▶ Given instruction
Please pick out each line in the listing below that contains the word "concrete" and copy those lines in full.

▶ Given records

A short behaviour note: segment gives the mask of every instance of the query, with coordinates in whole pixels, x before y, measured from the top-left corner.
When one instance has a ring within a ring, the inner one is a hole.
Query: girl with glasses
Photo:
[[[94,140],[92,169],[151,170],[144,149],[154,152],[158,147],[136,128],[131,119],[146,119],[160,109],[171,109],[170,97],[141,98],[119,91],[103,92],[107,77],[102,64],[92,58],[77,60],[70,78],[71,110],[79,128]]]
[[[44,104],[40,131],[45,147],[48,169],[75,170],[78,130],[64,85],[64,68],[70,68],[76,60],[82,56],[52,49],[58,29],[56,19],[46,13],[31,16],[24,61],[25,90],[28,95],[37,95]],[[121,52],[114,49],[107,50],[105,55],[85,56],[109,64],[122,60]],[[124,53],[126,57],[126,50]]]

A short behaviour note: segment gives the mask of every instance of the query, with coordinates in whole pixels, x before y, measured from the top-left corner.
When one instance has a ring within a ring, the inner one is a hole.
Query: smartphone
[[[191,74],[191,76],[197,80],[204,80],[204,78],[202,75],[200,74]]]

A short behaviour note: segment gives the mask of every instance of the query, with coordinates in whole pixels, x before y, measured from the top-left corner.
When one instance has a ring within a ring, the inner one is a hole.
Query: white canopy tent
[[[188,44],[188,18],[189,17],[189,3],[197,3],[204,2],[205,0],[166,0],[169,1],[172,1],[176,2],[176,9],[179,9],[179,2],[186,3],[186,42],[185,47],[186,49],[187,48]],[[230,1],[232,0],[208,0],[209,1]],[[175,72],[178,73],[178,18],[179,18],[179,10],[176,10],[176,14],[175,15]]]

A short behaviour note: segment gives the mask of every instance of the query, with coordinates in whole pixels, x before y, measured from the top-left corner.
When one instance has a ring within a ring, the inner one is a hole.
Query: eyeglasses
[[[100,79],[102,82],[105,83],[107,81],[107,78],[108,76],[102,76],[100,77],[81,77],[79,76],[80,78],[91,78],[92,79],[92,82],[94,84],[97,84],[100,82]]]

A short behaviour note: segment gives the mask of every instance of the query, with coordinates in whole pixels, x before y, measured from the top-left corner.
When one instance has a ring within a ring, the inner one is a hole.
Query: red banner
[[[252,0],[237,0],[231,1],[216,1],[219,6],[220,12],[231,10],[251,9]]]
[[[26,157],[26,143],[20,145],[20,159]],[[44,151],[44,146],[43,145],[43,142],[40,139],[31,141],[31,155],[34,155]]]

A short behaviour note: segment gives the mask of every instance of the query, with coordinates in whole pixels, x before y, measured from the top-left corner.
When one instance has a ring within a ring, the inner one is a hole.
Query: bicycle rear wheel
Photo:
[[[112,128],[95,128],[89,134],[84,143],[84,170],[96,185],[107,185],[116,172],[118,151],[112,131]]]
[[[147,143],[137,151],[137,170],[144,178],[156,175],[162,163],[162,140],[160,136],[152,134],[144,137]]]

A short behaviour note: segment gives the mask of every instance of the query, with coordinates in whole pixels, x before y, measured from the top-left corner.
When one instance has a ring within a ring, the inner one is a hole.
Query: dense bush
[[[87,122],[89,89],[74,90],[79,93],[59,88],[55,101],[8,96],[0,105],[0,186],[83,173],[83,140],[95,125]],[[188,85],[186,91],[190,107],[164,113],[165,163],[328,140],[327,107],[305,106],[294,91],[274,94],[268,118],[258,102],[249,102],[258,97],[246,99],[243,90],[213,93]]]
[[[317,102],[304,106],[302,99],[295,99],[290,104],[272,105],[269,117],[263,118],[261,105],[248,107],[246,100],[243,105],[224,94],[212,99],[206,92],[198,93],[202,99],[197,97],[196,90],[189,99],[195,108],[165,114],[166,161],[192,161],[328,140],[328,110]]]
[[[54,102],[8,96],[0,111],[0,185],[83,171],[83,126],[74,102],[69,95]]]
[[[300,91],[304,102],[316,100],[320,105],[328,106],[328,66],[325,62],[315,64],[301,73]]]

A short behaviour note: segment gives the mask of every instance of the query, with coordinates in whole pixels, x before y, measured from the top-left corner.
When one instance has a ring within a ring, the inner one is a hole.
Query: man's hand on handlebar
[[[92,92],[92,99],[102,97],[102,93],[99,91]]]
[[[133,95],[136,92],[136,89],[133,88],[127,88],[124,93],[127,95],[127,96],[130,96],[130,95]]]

---

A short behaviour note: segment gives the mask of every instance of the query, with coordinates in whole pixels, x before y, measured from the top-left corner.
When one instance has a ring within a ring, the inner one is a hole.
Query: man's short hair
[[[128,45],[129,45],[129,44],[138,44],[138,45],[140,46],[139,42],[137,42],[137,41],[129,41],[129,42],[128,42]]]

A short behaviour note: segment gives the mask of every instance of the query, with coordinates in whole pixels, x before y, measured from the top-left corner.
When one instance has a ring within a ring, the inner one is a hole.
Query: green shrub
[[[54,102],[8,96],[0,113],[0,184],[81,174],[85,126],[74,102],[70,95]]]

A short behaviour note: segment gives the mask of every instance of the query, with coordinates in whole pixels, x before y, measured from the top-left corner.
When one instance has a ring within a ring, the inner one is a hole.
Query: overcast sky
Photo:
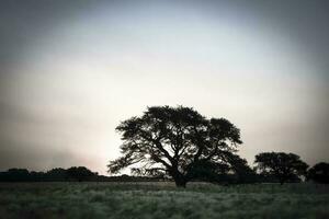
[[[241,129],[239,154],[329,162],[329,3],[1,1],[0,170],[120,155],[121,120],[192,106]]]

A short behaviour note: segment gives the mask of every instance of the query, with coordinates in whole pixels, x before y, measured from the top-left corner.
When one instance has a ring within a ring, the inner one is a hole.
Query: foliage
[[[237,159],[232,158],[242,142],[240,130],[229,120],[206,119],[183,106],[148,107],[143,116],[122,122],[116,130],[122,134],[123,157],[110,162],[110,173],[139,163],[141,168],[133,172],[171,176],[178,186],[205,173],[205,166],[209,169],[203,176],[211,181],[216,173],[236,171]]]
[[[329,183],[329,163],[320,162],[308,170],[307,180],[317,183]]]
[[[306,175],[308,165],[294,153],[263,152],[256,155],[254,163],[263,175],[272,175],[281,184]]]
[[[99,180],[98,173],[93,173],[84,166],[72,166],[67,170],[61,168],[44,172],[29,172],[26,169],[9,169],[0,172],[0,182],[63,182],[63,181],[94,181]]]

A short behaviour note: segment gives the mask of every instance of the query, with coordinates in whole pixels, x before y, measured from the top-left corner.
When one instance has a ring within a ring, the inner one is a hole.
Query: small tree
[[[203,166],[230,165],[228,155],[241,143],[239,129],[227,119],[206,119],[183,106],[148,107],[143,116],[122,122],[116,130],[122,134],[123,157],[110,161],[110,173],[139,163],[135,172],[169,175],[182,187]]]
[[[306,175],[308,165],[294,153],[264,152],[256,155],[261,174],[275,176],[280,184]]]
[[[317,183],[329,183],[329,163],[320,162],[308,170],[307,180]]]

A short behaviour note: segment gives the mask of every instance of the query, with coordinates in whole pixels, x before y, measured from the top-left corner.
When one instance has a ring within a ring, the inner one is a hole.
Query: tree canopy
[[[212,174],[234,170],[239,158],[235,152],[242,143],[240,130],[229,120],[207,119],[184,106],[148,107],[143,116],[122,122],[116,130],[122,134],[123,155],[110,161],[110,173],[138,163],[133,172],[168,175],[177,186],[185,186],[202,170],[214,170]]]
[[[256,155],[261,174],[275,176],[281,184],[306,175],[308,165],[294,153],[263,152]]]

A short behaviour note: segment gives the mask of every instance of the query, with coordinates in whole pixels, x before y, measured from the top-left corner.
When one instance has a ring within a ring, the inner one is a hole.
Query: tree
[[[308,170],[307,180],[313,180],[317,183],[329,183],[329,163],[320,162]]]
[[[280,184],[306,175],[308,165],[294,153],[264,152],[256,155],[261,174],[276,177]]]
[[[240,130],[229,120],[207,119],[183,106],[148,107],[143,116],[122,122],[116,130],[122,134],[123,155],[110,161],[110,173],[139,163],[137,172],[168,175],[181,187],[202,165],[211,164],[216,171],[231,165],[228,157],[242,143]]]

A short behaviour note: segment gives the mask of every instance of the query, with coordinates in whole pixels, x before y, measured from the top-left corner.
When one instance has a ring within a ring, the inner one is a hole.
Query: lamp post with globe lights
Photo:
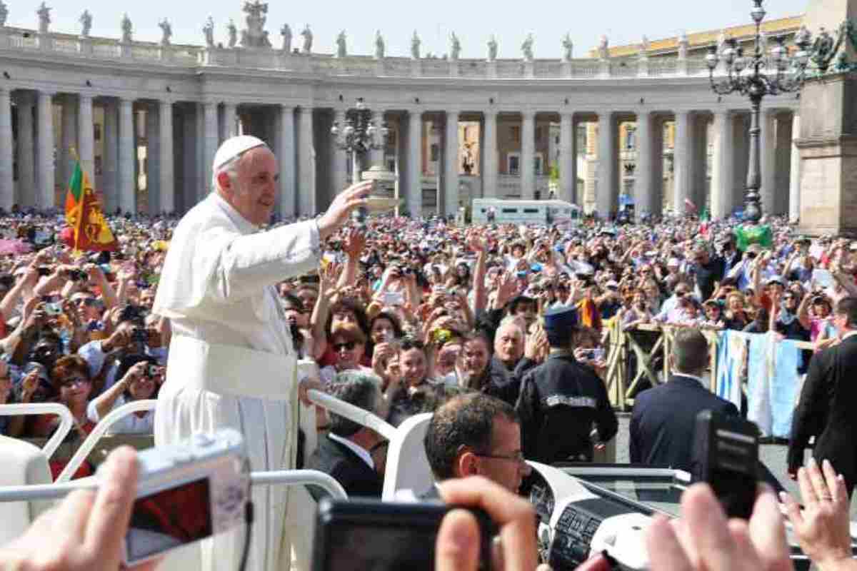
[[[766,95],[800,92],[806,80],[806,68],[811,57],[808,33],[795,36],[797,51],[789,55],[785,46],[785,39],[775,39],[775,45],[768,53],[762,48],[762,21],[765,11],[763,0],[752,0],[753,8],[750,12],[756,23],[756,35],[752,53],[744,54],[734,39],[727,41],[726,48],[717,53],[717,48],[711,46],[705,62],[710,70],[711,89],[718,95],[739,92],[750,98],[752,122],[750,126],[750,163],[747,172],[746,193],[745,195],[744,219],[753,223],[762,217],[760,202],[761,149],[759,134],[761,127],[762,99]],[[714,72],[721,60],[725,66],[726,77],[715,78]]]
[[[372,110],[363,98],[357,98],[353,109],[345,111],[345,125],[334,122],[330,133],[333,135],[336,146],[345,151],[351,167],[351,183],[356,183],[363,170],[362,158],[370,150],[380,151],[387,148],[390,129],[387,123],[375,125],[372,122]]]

---

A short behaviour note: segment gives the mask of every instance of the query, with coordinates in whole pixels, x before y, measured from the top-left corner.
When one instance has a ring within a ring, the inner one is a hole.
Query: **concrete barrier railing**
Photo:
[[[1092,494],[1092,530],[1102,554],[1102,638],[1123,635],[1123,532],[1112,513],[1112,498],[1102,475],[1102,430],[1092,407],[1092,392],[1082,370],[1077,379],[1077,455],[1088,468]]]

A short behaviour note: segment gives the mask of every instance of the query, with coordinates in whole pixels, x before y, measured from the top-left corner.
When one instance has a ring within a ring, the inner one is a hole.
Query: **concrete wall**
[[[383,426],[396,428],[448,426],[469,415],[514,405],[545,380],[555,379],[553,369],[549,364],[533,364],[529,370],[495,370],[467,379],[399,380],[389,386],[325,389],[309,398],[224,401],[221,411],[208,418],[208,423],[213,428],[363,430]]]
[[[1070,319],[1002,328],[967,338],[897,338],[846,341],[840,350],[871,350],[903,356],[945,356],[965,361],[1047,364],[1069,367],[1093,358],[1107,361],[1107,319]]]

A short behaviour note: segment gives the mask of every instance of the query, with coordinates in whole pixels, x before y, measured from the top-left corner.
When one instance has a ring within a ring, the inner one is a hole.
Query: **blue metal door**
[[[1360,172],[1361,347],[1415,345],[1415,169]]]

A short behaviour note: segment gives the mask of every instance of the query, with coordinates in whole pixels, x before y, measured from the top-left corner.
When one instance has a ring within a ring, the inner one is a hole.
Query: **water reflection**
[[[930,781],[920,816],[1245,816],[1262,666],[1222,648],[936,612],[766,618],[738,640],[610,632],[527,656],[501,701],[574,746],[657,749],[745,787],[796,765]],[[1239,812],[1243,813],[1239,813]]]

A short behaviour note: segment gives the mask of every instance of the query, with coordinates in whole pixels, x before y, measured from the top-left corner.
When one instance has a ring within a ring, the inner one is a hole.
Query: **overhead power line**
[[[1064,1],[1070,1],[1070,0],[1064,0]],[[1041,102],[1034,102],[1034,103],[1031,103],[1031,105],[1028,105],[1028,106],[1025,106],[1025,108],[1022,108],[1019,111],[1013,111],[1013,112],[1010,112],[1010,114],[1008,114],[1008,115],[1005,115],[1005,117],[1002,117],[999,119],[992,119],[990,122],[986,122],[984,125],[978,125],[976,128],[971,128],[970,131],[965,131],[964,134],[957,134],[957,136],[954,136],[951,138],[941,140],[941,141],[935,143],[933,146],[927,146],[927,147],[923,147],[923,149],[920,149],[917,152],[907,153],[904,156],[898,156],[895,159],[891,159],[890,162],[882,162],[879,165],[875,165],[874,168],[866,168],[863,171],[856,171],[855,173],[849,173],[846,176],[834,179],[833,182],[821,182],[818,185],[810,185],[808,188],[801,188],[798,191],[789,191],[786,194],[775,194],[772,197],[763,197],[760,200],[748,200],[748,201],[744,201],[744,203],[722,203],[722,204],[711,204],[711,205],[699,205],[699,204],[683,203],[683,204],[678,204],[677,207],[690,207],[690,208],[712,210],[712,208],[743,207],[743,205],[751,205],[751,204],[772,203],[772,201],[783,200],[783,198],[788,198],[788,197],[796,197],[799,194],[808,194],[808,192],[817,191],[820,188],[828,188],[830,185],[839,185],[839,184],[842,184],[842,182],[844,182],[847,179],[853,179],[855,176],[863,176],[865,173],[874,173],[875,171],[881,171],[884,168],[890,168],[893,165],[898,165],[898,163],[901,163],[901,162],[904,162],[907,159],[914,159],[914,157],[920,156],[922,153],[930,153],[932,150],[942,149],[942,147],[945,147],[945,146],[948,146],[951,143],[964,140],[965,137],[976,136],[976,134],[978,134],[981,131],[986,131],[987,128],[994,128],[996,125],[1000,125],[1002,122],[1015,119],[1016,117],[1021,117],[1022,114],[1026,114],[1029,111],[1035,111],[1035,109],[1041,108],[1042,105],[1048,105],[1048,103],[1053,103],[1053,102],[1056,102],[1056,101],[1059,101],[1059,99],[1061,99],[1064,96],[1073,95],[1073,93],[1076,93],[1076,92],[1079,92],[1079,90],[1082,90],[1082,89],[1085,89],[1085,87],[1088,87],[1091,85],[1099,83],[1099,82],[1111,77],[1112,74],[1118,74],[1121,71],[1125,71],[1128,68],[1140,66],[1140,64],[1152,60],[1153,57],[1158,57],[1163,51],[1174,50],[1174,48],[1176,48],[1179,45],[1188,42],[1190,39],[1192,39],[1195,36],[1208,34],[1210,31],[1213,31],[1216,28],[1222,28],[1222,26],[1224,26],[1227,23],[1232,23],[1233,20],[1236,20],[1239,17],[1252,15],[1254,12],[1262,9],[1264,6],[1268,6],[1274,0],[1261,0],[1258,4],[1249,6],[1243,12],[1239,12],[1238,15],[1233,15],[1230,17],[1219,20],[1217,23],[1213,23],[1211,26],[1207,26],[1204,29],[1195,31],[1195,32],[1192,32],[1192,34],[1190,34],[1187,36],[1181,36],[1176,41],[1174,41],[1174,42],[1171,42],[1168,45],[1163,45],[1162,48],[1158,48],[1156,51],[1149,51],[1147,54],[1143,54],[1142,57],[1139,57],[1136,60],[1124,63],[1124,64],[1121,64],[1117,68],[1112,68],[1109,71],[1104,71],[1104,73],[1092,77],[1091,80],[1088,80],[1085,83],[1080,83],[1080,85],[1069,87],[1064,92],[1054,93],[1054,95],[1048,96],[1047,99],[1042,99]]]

▶ Result for this exercise
Query: **concrete barrier railing**
Query: **concrete wall**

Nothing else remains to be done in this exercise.